## [Exercise details]
Below are several records. Retype exactly those lines running from the one with "Note: for every instance of the sky, put" through the one with "Note: for every instance of the curb, put", end lines included, and no others.

## [Natural language region descriptions]

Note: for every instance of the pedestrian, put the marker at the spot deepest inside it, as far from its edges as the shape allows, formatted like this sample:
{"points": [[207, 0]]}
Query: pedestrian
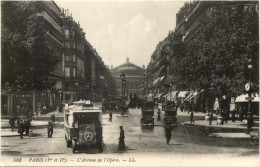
{"points": [[122, 139], [12, 123], [233, 113], [225, 115], [50, 129], [21, 128], [53, 118], [27, 125], [241, 115], [191, 117], [159, 115], [210, 117], [60, 108], [168, 132], [181, 107], [110, 117]]}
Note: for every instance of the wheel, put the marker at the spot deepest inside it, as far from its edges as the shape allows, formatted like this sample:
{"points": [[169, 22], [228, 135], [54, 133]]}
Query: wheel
{"points": [[74, 146], [253, 140]]}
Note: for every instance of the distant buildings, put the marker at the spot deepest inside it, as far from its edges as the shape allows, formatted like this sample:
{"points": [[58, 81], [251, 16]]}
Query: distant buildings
{"points": [[159, 77], [133, 76], [80, 72]]}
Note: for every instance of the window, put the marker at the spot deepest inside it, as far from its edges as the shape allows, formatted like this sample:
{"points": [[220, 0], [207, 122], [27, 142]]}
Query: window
{"points": [[67, 71]]}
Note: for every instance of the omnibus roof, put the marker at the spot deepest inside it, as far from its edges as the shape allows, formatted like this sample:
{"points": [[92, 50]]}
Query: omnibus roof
{"points": [[88, 110]]}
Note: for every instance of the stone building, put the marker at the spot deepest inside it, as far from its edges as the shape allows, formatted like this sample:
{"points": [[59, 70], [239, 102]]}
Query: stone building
{"points": [[74, 83], [133, 76]]}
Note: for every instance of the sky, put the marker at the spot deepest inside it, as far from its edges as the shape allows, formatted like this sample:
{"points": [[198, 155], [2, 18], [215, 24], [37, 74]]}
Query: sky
{"points": [[121, 29]]}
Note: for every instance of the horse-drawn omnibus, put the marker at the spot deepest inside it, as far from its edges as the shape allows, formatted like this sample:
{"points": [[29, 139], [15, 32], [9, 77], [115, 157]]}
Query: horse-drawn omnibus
{"points": [[83, 127]]}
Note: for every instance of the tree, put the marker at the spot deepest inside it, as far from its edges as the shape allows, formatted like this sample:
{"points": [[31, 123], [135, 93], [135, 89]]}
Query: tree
{"points": [[27, 58], [217, 56]]}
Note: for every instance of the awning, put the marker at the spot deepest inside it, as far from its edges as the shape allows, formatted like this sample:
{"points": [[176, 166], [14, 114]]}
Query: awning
{"points": [[243, 98], [171, 95], [182, 94]]}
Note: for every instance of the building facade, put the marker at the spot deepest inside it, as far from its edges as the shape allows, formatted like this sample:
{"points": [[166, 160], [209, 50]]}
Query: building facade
{"points": [[79, 70], [74, 58], [133, 76]]}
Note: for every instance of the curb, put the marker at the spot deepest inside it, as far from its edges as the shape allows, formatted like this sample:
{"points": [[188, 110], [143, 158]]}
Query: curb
{"points": [[229, 137], [218, 127]]}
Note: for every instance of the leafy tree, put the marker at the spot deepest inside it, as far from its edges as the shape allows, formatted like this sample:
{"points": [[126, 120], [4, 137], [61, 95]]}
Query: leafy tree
{"points": [[217, 57], [27, 58]]}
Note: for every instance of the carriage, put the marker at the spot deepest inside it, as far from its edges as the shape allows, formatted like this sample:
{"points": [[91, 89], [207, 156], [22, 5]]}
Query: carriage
{"points": [[83, 127], [147, 113], [170, 116]]}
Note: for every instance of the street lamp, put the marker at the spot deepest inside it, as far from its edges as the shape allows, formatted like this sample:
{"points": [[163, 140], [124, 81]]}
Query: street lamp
{"points": [[248, 88], [124, 83], [122, 76], [170, 90]]}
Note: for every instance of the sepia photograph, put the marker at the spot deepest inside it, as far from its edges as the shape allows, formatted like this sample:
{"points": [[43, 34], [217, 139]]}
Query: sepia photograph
{"points": [[130, 83]]}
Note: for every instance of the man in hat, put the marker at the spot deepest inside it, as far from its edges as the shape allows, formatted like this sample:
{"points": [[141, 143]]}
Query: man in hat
{"points": [[50, 129], [122, 139]]}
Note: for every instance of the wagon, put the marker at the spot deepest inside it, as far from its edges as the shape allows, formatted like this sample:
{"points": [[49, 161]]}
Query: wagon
{"points": [[147, 113], [83, 128]]}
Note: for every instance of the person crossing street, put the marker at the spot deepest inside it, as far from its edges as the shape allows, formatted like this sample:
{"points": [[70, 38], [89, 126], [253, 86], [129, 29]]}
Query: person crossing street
{"points": [[50, 129], [191, 117], [122, 139], [12, 123], [168, 132], [110, 117]]}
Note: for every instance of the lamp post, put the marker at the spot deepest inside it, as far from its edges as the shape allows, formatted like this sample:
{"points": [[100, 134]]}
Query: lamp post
{"points": [[122, 76], [248, 88], [124, 83], [170, 90]]}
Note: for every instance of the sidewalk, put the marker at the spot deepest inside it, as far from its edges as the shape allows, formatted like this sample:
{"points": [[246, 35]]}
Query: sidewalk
{"points": [[5, 123], [230, 135], [229, 125]]}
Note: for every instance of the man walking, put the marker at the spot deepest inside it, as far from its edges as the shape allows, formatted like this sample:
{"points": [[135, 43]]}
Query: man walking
{"points": [[122, 139], [21, 128], [50, 129], [168, 133], [12, 123], [27, 126], [53, 118], [159, 115], [191, 117], [110, 117]]}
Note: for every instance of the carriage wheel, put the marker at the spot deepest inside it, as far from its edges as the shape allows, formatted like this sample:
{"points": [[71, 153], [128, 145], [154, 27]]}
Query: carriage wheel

## [Solution for this problem]
Note: for every instance of the sky, put the marker at the spot deepest inside it, as far from its edges as the shape allows, formatted like this sample:
{"points": [[198, 155], [2, 18], [215, 24], [37, 74]]}
Query: sky
{"points": [[121, 29]]}
Note: for every instance of the horse-drawn omnibus, put the marker at the spot deepest inside it, as far from its edges as the shape allows, formatted like this sample:
{"points": [[29, 139], [15, 32], [9, 77], [115, 157]]}
Query: horse-drawn omnibus
{"points": [[83, 127]]}
Note: for every instance of the tree, put the marker at the spot deepest inside it, as far from its edges as the shape allows, formatted like this sample:
{"points": [[31, 123], [135, 93], [135, 89]]}
Query: tree
{"points": [[27, 58], [217, 56]]}
Note: for every instance of the awning, put the marker at the spot deepest inside it, as far from its edges as the shape allows, formatted like this sample:
{"points": [[176, 166], [14, 114]]}
Query: awning
{"points": [[243, 98], [171, 95], [182, 94]]}
Note: for every instance of the building facade, put the marker at the spot deepest inside it, as far from its edges as the shape allows, formatted like this sample:
{"points": [[166, 160], [209, 50]]}
Query: building facade
{"points": [[79, 70], [74, 58], [133, 76]]}
Note: for every instance of the curb, put the marker at the spot deepest inside it, as far from its edges as the shape allows, formatted like this sample:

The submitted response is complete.